## PROBLEM REQUIREMENTS
Recast the lines below as a Markdown table with the columns Row and Line. Give each line its row number and leave out any blank lines.

## DATA RECORDS
◆ ◆ ◆ ◆ ◆

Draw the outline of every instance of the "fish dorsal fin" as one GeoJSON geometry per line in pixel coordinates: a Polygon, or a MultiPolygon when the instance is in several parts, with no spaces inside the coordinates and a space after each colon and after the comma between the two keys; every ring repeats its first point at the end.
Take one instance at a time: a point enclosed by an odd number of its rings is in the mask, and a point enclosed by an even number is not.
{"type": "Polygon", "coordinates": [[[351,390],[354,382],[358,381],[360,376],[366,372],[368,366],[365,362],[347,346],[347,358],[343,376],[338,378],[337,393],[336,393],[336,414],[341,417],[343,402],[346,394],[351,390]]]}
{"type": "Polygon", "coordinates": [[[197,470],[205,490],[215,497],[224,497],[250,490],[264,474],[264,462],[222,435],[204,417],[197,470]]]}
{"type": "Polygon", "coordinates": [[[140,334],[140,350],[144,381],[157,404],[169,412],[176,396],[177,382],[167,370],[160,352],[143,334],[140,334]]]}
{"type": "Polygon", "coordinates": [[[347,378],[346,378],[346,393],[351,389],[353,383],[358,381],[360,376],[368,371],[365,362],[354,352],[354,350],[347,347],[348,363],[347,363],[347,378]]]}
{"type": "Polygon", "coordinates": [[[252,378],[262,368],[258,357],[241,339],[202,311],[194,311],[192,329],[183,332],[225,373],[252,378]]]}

◆ ◆ ◆ ◆ ◆

## SOLUTION TO THIS TASK
| Row | Line |
|---|---|
| 1 | Draw the outline of every instance of the "fish dorsal fin" as one GeoJSON geometry per line in pixel coordinates: a Polygon, or a MultiPolygon when the instance is in several parts, with no spaces inside the coordinates and a space after each colon and after the comma between the two keys; every ring repeats its first point at the end. |
| 2 | Take one instance at a time: a point enclosed by an odd number of its rings is in the mask, and a point enclosed by an even number is not. |
| 3 | {"type": "Polygon", "coordinates": [[[351,390],[354,382],[358,381],[360,376],[366,372],[368,366],[365,362],[347,346],[347,358],[343,376],[338,378],[337,393],[336,393],[336,414],[341,417],[343,402],[346,394],[351,390]]]} |
| 4 | {"type": "Polygon", "coordinates": [[[197,470],[205,490],[215,497],[224,497],[250,490],[264,474],[264,462],[222,435],[204,417],[197,470]]]} |
| 5 | {"type": "Polygon", "coordinates": [[[140,334],[140,350],[144,381],[157,404],[169,412],[176,396],[177,382],[167,370],[160,352],[143,334],[140,334]]]} |
| 6 | {"type": "Polygon", "coordinates": [[[347,378],[346,378],[346,393],[351,389],[353,383],[358,381],[360,376],[368,371],[365,362],[354,352],[354,350],[347,347],[348,363],[347,363],[347,378]]]} |
| 7 | {"type": "Polygon", "coordinates": [[[252,378],[262,368],[258,357],[241,339],[202,311],[194,311],[192,329],[183,332],[225,373],[252,378]]]} |